(Instructions to follow):
Reproduce, word for word, every line starting at the line that contains "of the headlight" and ending with the final line of the entries.

(Point placement records):
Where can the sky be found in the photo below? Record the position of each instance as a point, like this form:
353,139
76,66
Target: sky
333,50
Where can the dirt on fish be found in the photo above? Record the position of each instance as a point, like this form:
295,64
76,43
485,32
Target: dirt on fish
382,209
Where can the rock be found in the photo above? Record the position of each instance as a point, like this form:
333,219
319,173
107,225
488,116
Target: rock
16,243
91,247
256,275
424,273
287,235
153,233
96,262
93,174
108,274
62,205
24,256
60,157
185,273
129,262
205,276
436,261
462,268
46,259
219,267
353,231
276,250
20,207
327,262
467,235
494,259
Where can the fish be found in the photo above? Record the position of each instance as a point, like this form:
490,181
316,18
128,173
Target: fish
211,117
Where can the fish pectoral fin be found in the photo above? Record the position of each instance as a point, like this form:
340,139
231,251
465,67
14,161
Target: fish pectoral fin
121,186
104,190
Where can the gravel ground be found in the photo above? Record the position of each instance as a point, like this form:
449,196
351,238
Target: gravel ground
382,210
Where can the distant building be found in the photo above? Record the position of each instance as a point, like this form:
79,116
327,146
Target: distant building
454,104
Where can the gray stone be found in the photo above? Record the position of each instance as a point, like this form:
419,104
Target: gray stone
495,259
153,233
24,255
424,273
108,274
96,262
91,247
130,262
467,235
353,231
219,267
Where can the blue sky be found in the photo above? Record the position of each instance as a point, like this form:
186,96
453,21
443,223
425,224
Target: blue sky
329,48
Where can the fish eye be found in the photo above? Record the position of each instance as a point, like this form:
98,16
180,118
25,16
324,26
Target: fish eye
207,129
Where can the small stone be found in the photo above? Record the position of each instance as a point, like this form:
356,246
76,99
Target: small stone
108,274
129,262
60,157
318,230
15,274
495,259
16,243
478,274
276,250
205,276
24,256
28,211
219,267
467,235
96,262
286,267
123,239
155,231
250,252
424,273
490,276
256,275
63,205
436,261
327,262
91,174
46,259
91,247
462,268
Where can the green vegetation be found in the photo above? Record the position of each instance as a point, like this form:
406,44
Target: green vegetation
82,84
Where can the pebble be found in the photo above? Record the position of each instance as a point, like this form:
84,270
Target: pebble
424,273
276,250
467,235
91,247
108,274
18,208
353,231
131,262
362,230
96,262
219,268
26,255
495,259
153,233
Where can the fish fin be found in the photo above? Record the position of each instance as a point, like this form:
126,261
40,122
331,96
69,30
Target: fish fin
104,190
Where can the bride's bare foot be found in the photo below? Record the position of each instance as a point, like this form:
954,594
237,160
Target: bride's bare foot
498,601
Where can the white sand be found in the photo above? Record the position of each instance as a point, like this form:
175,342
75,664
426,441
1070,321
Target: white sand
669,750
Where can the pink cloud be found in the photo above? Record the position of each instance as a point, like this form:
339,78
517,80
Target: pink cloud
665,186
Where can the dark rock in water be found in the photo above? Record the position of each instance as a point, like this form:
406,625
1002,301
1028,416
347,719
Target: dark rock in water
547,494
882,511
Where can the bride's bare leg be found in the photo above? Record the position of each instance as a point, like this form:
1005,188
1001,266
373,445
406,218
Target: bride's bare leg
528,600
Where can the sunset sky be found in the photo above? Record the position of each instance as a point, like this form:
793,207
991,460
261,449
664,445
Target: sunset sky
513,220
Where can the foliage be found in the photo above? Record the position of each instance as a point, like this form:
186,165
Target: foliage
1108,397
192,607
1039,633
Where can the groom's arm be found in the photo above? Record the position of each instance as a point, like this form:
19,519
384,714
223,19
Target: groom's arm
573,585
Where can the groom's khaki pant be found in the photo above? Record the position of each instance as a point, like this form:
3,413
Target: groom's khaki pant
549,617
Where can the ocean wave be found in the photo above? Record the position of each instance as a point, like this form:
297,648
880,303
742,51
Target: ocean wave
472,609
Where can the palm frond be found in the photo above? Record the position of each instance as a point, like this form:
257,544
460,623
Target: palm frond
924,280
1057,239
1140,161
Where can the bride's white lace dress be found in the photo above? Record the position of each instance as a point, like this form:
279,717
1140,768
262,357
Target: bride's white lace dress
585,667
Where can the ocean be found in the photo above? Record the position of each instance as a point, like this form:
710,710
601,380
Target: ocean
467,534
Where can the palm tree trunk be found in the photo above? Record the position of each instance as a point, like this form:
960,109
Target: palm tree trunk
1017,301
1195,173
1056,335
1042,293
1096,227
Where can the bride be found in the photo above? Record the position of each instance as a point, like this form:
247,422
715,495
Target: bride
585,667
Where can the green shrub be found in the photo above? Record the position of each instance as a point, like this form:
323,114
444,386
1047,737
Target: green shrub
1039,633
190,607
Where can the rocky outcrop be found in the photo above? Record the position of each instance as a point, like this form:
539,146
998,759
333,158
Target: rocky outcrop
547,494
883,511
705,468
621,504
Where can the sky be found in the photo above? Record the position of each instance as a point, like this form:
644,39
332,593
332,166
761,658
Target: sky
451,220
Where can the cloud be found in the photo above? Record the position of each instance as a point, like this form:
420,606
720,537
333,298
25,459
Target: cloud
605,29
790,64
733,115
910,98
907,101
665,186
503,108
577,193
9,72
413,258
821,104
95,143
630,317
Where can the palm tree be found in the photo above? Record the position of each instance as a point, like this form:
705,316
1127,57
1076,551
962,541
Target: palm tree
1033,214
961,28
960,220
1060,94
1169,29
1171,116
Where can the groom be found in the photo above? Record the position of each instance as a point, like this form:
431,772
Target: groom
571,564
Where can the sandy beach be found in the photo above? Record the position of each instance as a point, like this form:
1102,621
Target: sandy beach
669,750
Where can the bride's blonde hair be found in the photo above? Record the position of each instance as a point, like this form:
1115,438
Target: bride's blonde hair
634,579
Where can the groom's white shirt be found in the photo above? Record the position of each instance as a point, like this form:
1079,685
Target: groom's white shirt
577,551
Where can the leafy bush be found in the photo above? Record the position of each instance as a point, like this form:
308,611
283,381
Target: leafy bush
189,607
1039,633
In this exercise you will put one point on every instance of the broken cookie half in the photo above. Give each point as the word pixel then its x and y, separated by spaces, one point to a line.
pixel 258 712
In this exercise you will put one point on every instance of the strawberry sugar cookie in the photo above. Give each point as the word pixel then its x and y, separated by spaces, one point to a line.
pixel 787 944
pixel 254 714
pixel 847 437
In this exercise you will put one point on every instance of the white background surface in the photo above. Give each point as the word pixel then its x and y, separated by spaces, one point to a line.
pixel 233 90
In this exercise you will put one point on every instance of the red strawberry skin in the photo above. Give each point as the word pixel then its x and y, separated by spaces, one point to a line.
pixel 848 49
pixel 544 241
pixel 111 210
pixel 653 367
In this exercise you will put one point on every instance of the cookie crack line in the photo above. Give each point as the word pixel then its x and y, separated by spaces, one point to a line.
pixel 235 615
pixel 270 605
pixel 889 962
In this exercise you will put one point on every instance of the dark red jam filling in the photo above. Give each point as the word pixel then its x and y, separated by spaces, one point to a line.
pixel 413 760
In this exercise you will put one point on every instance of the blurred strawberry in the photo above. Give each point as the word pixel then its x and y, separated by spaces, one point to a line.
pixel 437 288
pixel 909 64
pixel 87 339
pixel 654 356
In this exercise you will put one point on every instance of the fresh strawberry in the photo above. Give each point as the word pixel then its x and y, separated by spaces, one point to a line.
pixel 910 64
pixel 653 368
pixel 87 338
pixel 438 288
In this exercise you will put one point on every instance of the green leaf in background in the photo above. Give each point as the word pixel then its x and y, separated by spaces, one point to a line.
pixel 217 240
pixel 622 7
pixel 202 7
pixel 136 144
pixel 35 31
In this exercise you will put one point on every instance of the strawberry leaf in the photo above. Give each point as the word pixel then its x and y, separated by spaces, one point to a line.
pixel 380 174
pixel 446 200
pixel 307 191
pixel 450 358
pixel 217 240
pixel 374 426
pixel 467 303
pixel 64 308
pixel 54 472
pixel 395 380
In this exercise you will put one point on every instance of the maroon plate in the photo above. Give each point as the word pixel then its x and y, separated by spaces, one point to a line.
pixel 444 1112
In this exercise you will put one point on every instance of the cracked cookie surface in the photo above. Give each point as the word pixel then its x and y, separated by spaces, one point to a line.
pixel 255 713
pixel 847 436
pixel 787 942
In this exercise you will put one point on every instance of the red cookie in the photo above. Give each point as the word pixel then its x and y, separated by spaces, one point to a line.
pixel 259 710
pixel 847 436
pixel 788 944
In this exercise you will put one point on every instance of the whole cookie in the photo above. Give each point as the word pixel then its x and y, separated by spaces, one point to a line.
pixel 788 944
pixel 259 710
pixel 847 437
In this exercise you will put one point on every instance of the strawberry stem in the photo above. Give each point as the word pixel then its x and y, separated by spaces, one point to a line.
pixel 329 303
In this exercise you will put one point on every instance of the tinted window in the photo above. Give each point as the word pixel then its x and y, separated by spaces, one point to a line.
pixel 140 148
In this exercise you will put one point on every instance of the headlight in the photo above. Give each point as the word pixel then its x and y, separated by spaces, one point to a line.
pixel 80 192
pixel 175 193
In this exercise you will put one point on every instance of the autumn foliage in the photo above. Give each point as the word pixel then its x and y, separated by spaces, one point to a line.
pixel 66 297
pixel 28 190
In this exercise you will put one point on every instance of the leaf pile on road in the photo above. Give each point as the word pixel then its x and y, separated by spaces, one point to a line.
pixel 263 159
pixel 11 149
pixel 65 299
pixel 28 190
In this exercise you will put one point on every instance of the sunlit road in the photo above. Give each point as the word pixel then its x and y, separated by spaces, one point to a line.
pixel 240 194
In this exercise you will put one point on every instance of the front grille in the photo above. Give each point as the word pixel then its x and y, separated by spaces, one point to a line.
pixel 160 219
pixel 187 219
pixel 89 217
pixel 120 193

(Result of the task):
In this exercise you will put one point on every instance of the headlight in the photo above. Give each point as the word pixel then its x and y, separated by spaces, one point to a line.
pixel 80 192
pixel 175 193
In this exercise you will put one point on every instance of the autumn foliage in the photo above. Give each point as the word pixel then its x and y, separated by spaces, one point to a line.
pixel 66 297
pixel 28 190
In this exercise you will put one point on every instance of the leaf pile on road in the photo above. Give each point as the word pixel then its x and y, separated by spaces, one point to a line.
pixel 263 159
pixel 11 149
pixel 65 299
pixel 28 190
In this exercise you will put one point on every instance of the sunlit road in the photo above. Give each point as the word pixel then its x and y, separated by spaces, one point to a line.
pixel 240 194
In this exercise you will put one point on every instance of the front grille in the photo above. Give each point as the word pixel then its x and y, separated by spaces, one point to a line.
pixel 160 219
pixel 187 219
pixel 89 217
pixel 120 193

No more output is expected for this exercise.